## [Selected excerpt]

■ ■ ■ ■

Afterwards, we created an image of the MSI throughout Montréal from the information contained in the filtered lighting technology image (Figure 3). We estimated the MSI for each of the 5 categories of technology present in Montréal in 2013 (Table 1). We used the data on Lamp Spectral Power Distribution Database (LSPDD) [41] to find the relevant lamp and determined the associated MSI for each spectral class. We created a lookup table associating the MSI to its class. Finally, we substituted the value relating to the class for the value of the MSI in the image (Table 1). The resulting image therefore presents the MSI for each pixel. The MSI image is not shown because that it is almost identical to Figure 3, each class of Figure 3 being replaced by the relevant MSI value of Table 1.

4.4. Obstacle Properties and Lamps Heights

The average height of street lamps and properties of the obstacles for each region are determined using Google Maps StreetView [42] and Google Earth [43]. A total of 309 circular zones with various radius and specific central coordinates have been defined with Map Developers [44] in order to cover the entire surface of Montréal. These zones were established according to the relative uniformity of the buildings’ size, the distance between them, the lamps’ height over the area, and the obstacle filling factor. The procedure established to collect the required information is the same for each zone. The circular zones are shown in Figure 5.

■ ■ ■ ■

Object position labeling entries:
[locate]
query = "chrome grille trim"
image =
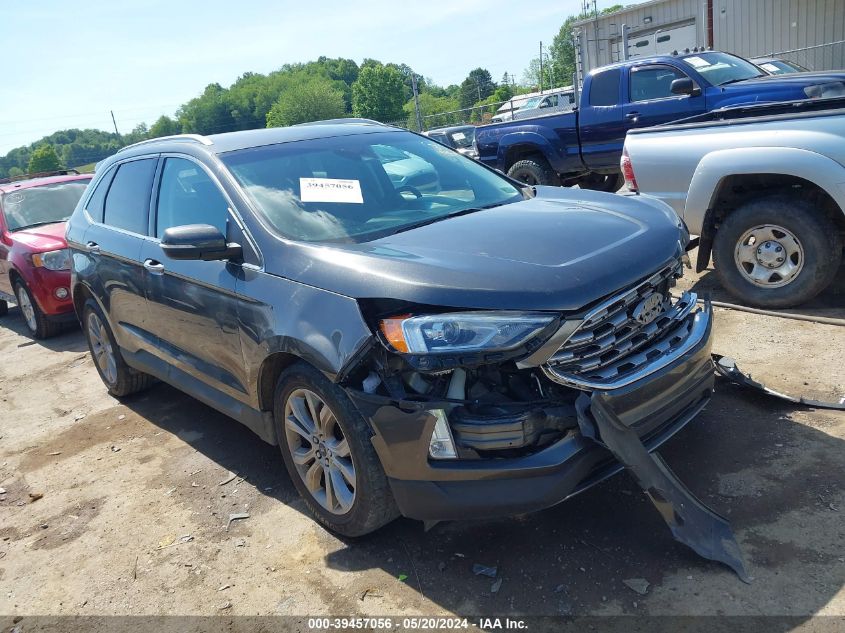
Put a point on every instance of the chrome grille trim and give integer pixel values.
(678, 342)
(611, 343)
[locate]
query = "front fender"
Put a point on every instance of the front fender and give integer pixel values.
(716, 166)
(531, 139)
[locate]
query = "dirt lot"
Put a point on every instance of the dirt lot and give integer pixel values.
(134, 512)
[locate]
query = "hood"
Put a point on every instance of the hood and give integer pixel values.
(561, 250)
(49, 237)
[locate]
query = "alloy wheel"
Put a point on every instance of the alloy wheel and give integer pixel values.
(320, 451)
(27, 309)
(101, 348)
(769, 255)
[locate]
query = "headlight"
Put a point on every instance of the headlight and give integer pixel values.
(53, 260)
(463, 331)
(825, 91)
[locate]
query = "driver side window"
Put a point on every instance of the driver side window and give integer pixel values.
(188, 195)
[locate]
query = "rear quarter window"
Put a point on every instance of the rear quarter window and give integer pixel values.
(127, 204)
(604, 89)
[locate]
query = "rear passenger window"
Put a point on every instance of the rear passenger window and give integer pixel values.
(128, 201)
(187, 195)
(95, 202)
(654, 82)
(604, 89)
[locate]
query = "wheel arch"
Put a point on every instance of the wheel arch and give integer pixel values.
(724, 180)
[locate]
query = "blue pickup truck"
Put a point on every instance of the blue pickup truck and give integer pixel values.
(584, 146)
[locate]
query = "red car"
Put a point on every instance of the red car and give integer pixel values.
(34, 259)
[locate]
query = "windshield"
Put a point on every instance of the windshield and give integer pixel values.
(45, 204)
(721, 68)
(461, 139)
(352, 188)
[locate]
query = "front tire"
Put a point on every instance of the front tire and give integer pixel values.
(36, 321)
(534, 171)
(120, 379)
(326, 447)
(777, 252)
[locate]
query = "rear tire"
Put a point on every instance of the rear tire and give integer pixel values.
(611, 183)
(752, 269)
(304, 395)
(36, 321)
(120, 379)
(534, 171)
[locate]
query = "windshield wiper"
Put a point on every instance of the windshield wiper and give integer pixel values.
(453, 214)
(34, 225)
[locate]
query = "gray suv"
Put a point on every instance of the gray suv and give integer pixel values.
(411, 351)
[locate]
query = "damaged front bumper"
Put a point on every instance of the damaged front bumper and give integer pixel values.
(656, 405)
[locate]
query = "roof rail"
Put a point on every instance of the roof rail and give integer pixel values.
(193, 138)
(39, 174)
(338, 121)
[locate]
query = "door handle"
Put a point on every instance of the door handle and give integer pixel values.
(153, 266)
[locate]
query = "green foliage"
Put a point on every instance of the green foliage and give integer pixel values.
(431, 104)
(313, 100)
(44, 158)
(379, 93)
(476, 87)
(164, 126)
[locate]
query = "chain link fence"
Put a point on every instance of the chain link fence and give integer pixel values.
(830, 56)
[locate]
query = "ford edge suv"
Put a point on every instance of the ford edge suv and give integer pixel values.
(413, 352)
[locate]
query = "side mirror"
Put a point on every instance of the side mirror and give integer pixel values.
(198, 242)
(685, 86)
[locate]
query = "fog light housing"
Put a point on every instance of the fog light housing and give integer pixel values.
(442, 446)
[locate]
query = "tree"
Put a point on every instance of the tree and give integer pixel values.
(44, 158)
(313, 100)
(562, 50)
(477, 86)
(378, 93)
(164, 126)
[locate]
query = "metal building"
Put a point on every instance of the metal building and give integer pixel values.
(810, 32)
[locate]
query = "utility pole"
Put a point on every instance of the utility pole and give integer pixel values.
(416, 102)
(541, 67)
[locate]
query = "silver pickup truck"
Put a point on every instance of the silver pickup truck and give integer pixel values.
(764, 188)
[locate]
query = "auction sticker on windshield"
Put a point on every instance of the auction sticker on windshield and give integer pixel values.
(330, 190)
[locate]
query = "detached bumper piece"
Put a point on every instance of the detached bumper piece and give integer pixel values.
(726, 367)
(691, 522)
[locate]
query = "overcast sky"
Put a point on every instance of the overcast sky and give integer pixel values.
(66, 64)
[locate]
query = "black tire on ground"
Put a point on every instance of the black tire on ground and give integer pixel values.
(41, 327)
(534, 171)
(126, 380)
(610, 183)
(816, 234)
(373, 505)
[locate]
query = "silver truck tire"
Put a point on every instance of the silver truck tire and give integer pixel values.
(777, 252)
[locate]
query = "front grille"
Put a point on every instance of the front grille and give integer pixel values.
(611, 342)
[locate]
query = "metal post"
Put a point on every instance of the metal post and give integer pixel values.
(541, 67)
(416, 102)
(625, 42)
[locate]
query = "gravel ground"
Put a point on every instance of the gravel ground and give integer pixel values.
(133, 517)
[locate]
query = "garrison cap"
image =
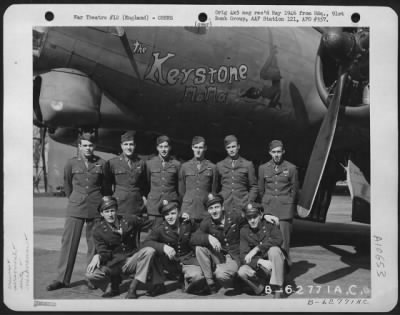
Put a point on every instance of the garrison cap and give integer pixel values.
(168, 205)
(198, 139)
(229, 139)
(128, 136)
(88, 136)
(162, 139)
(252, 209)
(274, 144)
(213, 199)
(108, 202)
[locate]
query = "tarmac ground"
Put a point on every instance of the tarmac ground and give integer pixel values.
(329, 260)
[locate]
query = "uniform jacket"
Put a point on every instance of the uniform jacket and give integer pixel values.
(228, 234)
(238, 184)
(195, 185)
(278, 189)
(129, 183)
(85, 186)
(165, 234)
(266, 236)
(111, 246)
(163, 182)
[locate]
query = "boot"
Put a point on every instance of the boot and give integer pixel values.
(113, 287)
(132, 290)
(157, 290)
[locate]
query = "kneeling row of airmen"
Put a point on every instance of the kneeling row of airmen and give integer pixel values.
(224, 249)
(88, 178)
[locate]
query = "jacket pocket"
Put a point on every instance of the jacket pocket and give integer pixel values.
(77, 198)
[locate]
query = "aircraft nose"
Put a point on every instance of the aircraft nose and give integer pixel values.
(39, 36)
(338, 44)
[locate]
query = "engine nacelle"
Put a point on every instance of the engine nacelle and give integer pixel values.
(66, 96)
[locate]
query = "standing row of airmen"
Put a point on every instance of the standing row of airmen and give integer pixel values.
(183, 188)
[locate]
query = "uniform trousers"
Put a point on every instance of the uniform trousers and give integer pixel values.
(70, 243)
(256, 279)
(212, 263)
(191, 273)
(141, 265)
(286, 227)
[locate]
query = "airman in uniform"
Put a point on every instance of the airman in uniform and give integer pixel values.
(217, 244)
(171, 240)
(128, 177)
(116, 251)
(163, 176)
(237, 179)
(197, 178)
(85, 184)
(260, 253)
(278, 186)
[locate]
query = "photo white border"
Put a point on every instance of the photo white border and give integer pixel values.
(18, 204)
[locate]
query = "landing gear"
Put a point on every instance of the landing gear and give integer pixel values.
(322, 200)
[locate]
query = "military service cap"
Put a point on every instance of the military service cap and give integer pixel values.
(108, 202)
(229, 139)
(168, 205)
(128, 136)
(197, 140)
(274, 144)
(162, 139)
(252, 209)
(213, 199)
(88, 136)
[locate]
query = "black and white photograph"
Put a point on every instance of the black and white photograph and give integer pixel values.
(207, 160)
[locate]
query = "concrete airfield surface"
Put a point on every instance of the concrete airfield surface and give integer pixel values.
(330, 260)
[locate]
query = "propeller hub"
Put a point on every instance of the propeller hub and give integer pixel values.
(339, 45)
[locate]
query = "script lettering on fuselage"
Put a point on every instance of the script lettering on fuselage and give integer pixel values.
(200, 81)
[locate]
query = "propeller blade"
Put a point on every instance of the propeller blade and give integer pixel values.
(125, 42)
(320, 152)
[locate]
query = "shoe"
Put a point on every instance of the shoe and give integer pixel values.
(111, 290)
(212, 289)
(194, 287)
(278, 294)
(131, 294)
(158, 289)
(56, 285)
(132, 290)
(91, 286)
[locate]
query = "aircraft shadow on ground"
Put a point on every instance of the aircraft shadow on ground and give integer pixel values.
(353, 260)
(327, 234)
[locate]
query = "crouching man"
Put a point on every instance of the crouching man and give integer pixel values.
(260, 253)
(171, 240)
(117, 253)
(217, 244)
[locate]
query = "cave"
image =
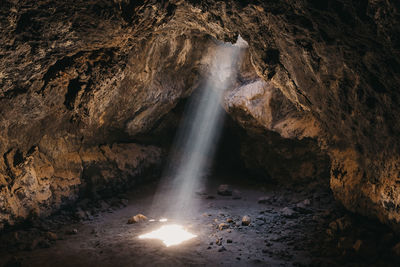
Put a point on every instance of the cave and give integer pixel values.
(249, 133)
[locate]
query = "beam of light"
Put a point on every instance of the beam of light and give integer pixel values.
(170, 235)
(197, 136)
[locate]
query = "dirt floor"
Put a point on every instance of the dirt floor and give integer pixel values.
(296, 225)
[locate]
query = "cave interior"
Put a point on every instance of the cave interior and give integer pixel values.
(304, 169)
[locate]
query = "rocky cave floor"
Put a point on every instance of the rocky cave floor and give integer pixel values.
(291, 225)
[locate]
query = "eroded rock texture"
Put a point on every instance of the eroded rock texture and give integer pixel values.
(102, 72)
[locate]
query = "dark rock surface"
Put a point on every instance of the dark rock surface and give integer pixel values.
(272, 238)
(78, 74)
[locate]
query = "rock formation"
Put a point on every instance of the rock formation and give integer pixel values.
(79, 79)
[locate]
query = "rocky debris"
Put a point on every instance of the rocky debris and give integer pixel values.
(357, 245)
(137, 219)
(222, 249)
(224, 190)
(264, 200)
(73, 231)
(223, 226)
(246, 220)
(236, 194)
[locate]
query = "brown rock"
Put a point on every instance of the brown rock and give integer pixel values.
(137, 218)
(246, 220)
(223, 226)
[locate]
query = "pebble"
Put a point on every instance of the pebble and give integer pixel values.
(288, 212)
(221, 249)
(223, 226)
(137, 218)
(246, 220)
(224, 190)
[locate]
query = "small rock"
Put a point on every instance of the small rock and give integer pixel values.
(246, 220)
(223, 226)
(333, 226)
(72, 231)
(224, 190)
(396, 249)
(264, 200)
(124, 202)
(221, 249)
(304, 203)
(288, 212)
(80, 214)
(137, 218)
(357, 245)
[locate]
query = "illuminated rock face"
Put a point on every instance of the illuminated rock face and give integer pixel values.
(102, 72)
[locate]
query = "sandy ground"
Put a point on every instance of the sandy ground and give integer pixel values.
(289, 229)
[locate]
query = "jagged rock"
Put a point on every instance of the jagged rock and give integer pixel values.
(224, 190)
(246, 220)
(264, 200)
(67, 87)
(137, 218)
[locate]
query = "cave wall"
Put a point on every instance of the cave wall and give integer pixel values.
(93, 73)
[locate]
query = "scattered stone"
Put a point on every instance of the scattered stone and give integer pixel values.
(221, 249)
(72, 231)
(396, 249)
(223, 226)
(124, 202)
(224, 190)
(264, 200)
(246, 220)
(357, 245)
(137, 218)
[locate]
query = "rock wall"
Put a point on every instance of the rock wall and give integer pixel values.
(102, 72)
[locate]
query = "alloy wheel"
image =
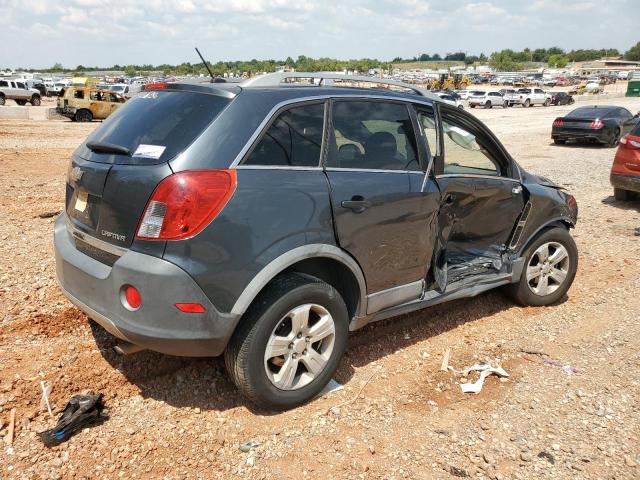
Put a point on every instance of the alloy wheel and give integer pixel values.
(299, 347)
(548, 268)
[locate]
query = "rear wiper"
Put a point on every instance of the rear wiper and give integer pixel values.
(99, 147)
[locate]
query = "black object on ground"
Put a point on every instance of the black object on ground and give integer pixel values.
(80, 412)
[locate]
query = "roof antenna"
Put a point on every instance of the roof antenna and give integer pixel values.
(206, 65)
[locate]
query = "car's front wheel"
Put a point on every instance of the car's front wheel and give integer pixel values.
(289, 343)
(551, 262)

■ ■ ■ ■

## [What you will do]
a) Transcribe the passage on Montréal street lighting word for word, from "4.4. Obstacle Properties" to "in Figure 5.".
b) Using the passage on Montréal street lighting, decide whether each statement agrees with it, and back each yes or no with the deciding words quoted from the passage: (i) The circular zones were defined with Map Developers. (ii) The MSI image is shown in the passage. (iii) A total of 309 circular zones were set up to cover Montréal.
c) Put this sentence from the passage on Montréal street lighting into Spanish: "The procedure established to collect the required information is the same for each zone."
The items aren't needed for any of this work.

## [The results]
a)
4.4. Obstacle Properties and Lamps Heights

The average height of street lamps and properties of the obstacles for each region are determined using Google Maps StreetView [42] and Google Earth [43]. A total of 309 circular zones with various radius and specific central coordinates have been defined with Map Developers [44] in order to cover the entire surface of Montréal. These zones were established according to the relative uniformity of the buildings’ size, the distance between them, the lamps’ height over the area, and the obstacle filling factor. The procedure established to collect the required information is the same for each zone. The circular zones are shown in Figure 5.

b)
(i) Yes: "have been defined with Map Developers [44]"
(ii) No: "The MSI image is not shown"
(iii) Yes: "A total of 309 circular zones"

c) El procedimiento establecido para recopilar la información necesaria es el mismo para cada zona.